━━━━━ DATASET ━━━━━

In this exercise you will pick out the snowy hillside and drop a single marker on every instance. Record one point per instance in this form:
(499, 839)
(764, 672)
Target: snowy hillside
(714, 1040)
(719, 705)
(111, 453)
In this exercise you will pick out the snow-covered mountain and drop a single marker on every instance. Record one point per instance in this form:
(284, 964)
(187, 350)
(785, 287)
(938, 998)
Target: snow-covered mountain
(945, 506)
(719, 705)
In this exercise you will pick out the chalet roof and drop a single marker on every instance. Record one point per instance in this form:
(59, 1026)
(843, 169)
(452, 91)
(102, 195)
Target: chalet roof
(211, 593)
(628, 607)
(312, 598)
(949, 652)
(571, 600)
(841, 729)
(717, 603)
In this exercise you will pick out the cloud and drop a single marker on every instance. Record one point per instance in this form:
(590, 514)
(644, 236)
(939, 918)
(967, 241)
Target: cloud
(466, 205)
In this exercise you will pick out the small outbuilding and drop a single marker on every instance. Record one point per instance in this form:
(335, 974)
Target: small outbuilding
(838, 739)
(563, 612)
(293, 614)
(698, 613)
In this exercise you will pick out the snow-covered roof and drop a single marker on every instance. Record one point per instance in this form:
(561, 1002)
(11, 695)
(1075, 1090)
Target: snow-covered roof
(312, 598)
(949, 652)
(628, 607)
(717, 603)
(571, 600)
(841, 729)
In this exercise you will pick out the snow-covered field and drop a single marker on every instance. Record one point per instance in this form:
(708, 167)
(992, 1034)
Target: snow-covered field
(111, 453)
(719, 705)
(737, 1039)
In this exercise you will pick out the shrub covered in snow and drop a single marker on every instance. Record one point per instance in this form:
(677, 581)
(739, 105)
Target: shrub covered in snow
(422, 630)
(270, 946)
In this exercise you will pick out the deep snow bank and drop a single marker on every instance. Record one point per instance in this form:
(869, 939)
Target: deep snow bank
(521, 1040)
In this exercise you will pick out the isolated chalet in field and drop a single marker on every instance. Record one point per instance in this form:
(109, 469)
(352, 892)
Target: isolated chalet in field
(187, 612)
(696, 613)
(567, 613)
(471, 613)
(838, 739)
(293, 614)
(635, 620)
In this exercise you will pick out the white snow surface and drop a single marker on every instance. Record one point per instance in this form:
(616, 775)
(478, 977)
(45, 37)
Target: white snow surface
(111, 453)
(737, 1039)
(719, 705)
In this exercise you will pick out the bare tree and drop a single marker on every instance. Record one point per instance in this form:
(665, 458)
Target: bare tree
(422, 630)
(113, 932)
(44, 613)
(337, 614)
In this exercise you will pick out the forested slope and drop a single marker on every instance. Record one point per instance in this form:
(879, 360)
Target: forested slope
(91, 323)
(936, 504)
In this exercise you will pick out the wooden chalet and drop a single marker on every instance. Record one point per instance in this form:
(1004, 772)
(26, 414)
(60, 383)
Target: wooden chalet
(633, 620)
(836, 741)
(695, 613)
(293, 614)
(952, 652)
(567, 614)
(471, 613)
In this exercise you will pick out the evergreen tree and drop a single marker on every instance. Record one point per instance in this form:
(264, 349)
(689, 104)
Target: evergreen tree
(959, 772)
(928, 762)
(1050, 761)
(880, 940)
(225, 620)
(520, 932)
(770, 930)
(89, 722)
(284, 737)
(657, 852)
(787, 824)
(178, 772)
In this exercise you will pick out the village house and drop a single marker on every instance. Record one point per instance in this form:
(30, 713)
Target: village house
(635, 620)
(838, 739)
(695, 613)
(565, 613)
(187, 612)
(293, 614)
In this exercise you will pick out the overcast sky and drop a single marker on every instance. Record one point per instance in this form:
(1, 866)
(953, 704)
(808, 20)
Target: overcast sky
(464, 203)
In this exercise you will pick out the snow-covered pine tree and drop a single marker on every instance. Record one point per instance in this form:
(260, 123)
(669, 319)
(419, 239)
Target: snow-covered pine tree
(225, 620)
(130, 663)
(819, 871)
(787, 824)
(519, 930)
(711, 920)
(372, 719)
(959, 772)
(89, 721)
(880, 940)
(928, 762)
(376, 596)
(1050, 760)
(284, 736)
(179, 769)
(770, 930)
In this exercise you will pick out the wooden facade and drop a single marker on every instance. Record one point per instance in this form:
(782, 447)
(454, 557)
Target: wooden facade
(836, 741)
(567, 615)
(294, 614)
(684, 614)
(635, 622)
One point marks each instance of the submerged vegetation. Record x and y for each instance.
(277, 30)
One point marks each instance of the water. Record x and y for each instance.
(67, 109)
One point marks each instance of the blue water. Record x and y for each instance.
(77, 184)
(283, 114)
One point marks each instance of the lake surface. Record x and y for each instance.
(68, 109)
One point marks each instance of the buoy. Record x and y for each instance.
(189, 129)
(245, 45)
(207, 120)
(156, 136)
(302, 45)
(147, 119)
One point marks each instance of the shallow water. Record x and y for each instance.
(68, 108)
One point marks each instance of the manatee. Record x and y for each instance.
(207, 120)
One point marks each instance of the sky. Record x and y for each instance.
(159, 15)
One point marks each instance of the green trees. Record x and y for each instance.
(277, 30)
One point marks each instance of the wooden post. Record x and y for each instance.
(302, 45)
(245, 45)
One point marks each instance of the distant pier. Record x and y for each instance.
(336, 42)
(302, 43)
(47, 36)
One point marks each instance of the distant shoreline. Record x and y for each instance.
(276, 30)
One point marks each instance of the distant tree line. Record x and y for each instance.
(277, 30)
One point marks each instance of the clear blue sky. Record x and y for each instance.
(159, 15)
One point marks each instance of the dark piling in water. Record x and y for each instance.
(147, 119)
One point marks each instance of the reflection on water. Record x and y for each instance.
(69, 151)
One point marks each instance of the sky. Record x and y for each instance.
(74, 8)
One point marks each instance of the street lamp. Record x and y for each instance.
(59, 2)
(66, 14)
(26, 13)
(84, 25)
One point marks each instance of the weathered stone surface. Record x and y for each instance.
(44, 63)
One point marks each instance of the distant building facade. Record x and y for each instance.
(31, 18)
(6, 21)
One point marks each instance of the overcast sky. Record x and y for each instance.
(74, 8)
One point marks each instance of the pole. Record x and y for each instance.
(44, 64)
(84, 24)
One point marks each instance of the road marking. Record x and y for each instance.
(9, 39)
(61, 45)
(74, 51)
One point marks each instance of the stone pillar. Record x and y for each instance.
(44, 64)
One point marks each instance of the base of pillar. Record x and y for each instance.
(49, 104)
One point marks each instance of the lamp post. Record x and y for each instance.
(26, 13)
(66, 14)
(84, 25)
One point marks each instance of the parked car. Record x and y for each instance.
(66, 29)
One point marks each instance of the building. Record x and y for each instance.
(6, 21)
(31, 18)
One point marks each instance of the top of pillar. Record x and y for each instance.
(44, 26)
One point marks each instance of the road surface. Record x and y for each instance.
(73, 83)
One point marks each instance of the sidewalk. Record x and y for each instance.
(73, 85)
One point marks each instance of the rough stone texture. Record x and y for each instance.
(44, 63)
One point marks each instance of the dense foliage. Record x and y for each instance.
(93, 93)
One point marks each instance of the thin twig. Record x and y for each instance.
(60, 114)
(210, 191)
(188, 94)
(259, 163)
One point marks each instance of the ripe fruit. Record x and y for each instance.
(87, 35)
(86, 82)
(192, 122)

━━━━━
━━━━━ DATASET ━━━━━

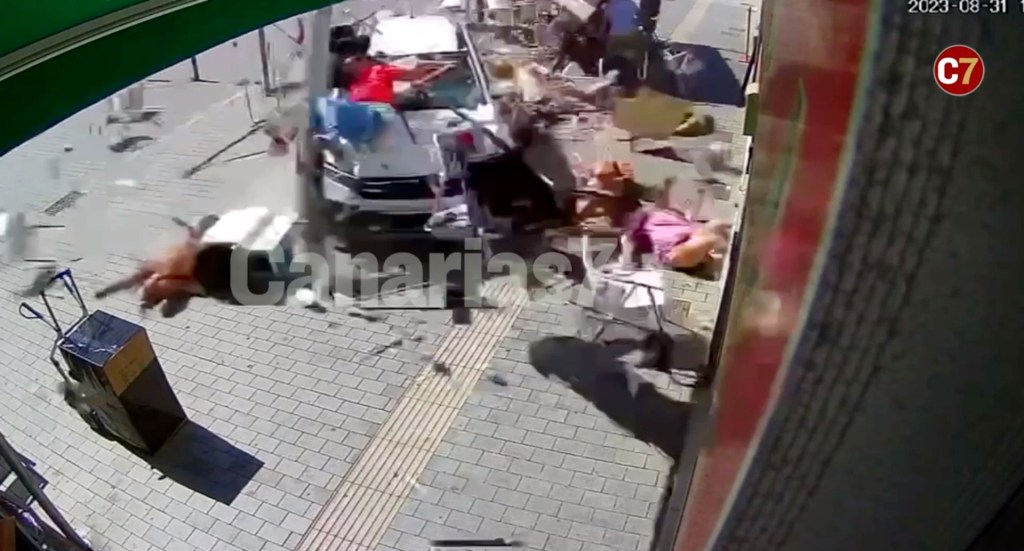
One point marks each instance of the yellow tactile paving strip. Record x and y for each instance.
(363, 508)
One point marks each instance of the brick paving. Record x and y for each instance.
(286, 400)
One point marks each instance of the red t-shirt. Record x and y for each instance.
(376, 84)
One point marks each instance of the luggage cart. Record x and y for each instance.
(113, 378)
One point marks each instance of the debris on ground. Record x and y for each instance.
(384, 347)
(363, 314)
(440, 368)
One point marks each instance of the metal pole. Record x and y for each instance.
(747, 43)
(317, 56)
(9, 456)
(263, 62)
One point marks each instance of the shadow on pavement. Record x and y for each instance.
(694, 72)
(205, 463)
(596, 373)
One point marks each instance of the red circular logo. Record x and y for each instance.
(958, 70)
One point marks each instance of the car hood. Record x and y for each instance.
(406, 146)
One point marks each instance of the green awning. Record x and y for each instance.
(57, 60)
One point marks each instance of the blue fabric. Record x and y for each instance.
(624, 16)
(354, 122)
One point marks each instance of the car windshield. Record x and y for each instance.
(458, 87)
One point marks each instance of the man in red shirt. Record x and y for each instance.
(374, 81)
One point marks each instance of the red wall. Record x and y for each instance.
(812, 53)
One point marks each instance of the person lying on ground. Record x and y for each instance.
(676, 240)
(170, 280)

━━━━━
━━━━━ DATASET ━━━━━

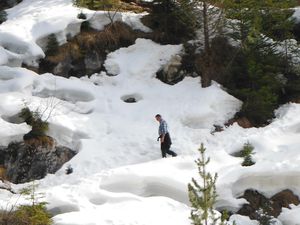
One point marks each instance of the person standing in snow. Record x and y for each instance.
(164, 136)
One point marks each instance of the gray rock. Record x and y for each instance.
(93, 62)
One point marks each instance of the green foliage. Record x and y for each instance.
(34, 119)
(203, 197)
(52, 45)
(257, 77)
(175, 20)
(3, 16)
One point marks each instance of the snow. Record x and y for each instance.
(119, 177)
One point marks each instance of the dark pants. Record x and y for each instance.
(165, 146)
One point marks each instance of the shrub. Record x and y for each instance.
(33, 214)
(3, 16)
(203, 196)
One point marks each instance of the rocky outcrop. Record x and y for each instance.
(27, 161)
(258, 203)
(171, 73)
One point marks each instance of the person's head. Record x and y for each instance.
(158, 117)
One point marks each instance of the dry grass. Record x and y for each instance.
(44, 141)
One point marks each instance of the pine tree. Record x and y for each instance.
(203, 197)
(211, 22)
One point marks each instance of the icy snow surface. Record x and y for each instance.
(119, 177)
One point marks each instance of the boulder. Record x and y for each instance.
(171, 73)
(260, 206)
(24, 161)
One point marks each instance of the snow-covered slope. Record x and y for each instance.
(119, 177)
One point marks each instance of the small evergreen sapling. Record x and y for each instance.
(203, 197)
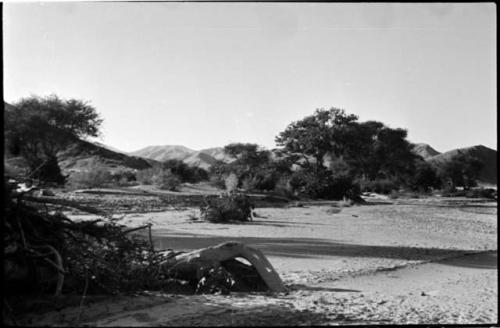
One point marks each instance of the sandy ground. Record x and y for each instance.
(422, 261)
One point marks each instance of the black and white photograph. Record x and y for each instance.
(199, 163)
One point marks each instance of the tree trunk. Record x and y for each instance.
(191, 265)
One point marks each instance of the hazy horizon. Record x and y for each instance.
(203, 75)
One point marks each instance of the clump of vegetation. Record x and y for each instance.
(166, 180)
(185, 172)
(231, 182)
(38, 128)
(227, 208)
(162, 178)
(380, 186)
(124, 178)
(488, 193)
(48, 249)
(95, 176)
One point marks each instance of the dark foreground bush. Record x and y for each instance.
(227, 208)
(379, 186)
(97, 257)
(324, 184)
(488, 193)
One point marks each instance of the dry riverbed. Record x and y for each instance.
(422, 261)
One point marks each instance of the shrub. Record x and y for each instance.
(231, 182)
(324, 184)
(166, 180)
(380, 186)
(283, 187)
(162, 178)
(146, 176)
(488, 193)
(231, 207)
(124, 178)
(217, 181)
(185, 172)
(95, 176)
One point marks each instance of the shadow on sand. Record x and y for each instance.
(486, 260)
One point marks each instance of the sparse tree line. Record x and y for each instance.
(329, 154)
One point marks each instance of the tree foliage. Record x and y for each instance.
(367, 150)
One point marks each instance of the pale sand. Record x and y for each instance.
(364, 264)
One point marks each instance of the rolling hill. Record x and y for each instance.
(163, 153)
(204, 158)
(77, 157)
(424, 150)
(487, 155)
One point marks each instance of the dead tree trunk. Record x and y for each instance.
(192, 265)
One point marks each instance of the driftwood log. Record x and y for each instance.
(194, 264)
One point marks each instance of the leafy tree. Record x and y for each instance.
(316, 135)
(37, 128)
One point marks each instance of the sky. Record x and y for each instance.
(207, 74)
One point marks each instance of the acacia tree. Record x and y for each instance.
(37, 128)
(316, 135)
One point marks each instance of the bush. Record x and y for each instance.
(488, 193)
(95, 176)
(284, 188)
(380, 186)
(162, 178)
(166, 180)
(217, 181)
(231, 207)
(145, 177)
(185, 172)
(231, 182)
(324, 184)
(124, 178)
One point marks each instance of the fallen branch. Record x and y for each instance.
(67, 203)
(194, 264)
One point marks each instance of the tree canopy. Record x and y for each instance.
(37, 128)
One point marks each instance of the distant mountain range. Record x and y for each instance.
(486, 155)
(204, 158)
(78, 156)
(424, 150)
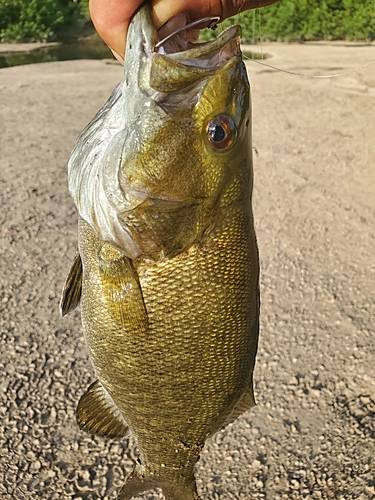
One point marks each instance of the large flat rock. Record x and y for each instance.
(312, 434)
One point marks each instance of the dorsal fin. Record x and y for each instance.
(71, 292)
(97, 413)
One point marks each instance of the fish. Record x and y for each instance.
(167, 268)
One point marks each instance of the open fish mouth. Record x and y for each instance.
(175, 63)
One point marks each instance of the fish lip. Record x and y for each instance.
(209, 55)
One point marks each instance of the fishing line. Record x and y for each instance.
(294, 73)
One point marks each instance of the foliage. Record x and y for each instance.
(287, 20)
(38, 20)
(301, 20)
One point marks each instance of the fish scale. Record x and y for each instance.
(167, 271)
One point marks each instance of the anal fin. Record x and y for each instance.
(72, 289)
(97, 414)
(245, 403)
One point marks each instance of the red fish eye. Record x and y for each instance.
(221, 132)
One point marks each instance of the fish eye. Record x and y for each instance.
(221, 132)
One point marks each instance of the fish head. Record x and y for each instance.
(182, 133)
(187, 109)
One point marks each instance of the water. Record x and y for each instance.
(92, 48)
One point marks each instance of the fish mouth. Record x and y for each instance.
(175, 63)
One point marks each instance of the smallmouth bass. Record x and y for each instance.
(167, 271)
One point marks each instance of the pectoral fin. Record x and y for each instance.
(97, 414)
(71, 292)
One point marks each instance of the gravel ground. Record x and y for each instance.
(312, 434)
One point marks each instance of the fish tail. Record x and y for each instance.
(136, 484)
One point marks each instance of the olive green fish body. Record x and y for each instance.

━━━━━

ACTIVITY
Copy out, exactly and alone, the lines of the entries above between the ones holding "One point marks each instance of the gravel" and "One point marks each instance of the olive", inclusive.

EXERCISE RESPONSE
One point marks each instance of the gravel ground. Record x and y for each instance.
(312, 434)
One point marks each instance of the fish tail. Record x and y for each instance.
(136, 484)
One point marks each instance of the olive green fish body. Record x and y for each instance.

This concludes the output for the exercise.